Task instructions:
Find the line with "the concrete driveway" in the entries below, then reproduce it and every line after it down to and including the line with "of the solar", exactly.

═══ Dataset extract ═══

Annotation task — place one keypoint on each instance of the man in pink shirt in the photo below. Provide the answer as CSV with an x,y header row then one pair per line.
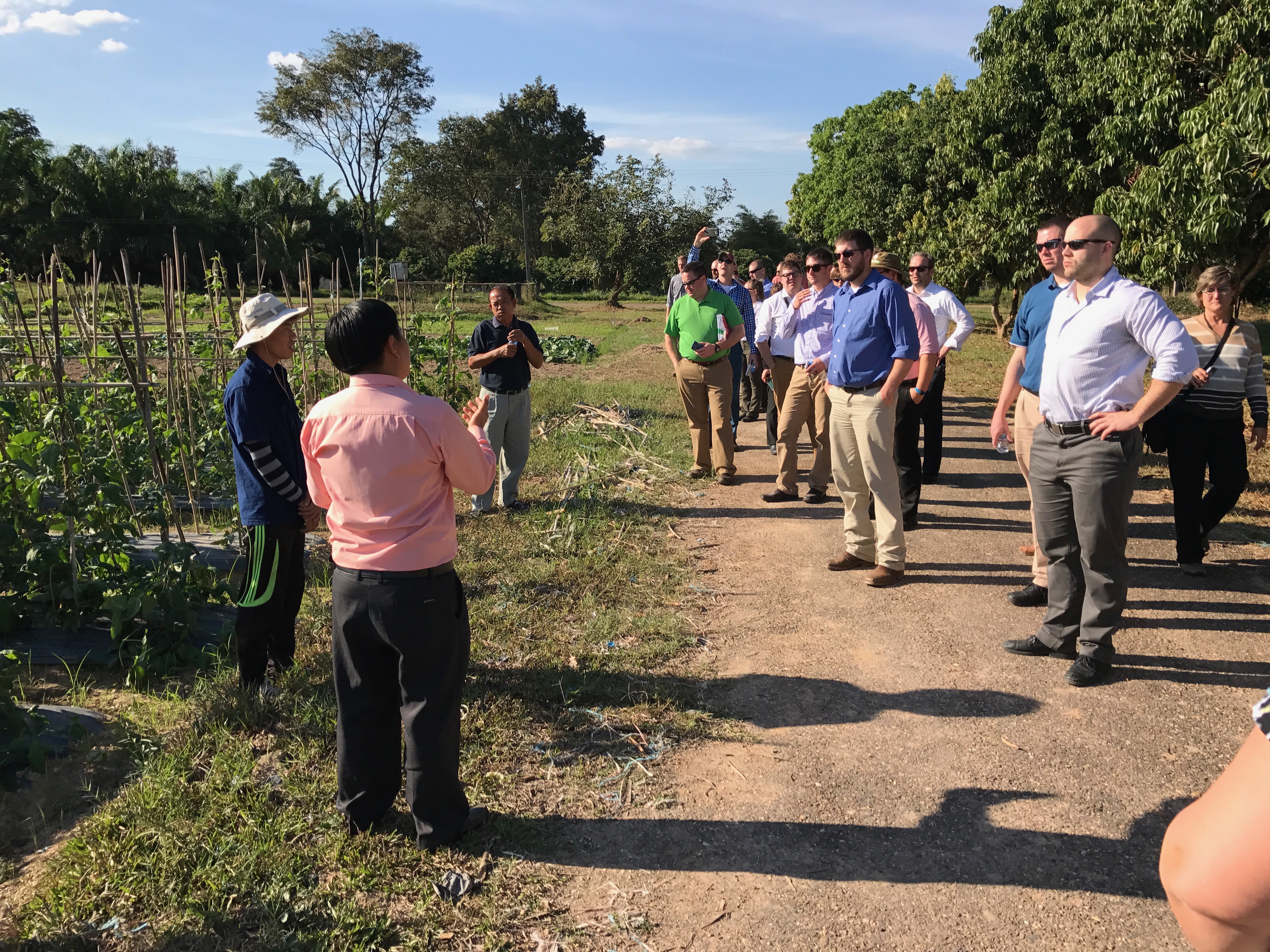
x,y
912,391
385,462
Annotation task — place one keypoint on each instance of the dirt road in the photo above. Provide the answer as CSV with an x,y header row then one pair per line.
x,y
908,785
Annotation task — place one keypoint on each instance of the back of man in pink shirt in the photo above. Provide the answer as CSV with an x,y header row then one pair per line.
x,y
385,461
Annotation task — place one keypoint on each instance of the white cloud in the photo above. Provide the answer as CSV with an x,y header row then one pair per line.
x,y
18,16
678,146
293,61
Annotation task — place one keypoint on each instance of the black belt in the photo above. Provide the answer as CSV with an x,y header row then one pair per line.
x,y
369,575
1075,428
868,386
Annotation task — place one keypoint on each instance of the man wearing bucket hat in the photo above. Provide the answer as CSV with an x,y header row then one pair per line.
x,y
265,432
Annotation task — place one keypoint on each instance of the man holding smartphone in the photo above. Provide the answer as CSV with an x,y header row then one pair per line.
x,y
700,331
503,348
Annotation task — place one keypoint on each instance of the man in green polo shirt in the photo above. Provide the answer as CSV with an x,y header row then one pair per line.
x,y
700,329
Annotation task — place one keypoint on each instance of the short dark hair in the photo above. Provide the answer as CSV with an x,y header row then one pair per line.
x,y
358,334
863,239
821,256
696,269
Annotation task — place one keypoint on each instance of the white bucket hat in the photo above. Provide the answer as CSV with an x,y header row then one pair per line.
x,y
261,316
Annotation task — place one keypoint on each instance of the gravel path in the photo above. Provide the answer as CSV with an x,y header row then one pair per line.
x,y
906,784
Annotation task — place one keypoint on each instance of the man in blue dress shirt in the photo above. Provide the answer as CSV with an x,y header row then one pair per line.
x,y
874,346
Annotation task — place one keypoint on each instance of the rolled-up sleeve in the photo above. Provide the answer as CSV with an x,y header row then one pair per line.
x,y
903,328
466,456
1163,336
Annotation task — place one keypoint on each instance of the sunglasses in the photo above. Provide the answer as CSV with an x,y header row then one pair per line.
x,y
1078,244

═══
═══ Dataset extract ═══

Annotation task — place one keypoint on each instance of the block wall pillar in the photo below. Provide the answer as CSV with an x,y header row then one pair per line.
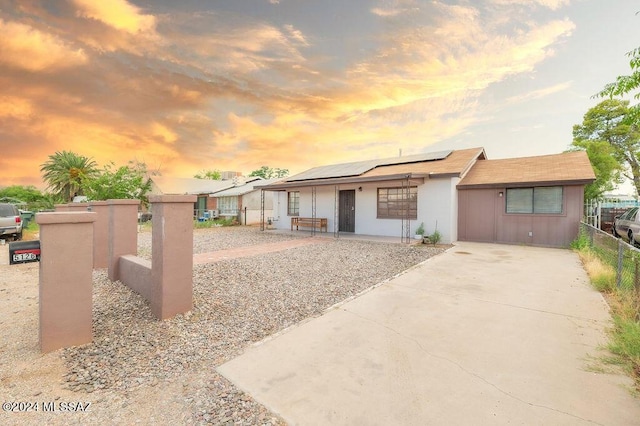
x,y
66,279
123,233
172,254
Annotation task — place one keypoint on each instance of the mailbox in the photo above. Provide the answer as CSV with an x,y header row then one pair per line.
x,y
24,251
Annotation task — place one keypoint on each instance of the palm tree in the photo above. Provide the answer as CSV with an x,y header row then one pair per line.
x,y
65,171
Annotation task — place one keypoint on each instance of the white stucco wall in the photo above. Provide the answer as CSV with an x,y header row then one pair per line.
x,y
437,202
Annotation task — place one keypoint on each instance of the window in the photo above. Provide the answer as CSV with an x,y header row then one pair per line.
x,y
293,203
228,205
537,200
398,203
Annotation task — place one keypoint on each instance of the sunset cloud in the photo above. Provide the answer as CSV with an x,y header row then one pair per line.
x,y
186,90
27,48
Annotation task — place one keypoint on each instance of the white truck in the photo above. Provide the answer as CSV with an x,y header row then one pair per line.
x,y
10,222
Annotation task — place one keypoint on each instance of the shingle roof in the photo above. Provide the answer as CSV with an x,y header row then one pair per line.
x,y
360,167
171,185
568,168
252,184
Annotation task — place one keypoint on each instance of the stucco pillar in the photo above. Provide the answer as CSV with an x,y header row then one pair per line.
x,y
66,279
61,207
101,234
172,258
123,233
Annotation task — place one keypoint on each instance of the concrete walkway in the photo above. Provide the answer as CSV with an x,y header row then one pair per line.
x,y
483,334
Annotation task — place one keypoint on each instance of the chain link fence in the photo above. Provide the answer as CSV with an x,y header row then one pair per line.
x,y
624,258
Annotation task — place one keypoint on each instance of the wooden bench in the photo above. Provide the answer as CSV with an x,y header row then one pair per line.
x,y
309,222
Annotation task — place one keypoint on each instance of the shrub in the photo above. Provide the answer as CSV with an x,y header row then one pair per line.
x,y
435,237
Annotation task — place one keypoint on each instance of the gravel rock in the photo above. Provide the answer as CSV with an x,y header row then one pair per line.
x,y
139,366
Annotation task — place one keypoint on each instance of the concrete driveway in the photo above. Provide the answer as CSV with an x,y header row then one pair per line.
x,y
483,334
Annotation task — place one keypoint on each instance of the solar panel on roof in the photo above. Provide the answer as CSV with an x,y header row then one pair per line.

═══
═══ Dataset extract ═══

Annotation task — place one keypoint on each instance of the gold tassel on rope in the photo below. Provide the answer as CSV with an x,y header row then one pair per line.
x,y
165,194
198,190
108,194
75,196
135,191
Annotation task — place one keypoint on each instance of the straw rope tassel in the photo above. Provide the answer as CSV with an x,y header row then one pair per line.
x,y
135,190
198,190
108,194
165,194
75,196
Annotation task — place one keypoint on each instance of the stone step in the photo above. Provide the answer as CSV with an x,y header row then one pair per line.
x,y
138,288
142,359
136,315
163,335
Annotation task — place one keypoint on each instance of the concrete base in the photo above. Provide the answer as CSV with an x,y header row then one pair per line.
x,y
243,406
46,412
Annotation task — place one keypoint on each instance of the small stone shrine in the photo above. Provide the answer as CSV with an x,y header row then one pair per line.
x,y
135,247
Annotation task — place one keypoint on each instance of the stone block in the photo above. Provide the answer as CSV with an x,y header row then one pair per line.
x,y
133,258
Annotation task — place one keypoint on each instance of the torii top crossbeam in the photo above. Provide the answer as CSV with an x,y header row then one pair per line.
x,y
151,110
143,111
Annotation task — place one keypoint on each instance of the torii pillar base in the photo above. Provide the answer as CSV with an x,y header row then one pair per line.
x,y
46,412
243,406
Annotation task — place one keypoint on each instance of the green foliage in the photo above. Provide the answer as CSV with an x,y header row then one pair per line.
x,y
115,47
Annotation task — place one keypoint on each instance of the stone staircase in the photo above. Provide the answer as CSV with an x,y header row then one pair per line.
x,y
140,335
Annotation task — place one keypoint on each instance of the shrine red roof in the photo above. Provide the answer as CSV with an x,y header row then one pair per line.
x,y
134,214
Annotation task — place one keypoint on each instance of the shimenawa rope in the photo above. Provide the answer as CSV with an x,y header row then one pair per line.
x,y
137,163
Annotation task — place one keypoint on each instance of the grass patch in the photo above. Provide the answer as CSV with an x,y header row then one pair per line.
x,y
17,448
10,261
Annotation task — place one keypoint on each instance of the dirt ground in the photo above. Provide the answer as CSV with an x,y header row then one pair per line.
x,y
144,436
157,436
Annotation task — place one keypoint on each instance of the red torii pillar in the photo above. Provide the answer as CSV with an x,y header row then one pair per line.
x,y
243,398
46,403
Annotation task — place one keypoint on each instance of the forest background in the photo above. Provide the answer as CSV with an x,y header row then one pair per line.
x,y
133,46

═══

Response to the task:
Annotation task — place one keypoint on each instance of the concrete driveway in the photo above. Provide the answer as CSV with an x,y header row then one pair per line.
x,y
483,334
Annotation task — place one keypoint on each instance of the solar panel on roof in the photo above. Provide the answer as CSV with an x,y header row then one pair per line.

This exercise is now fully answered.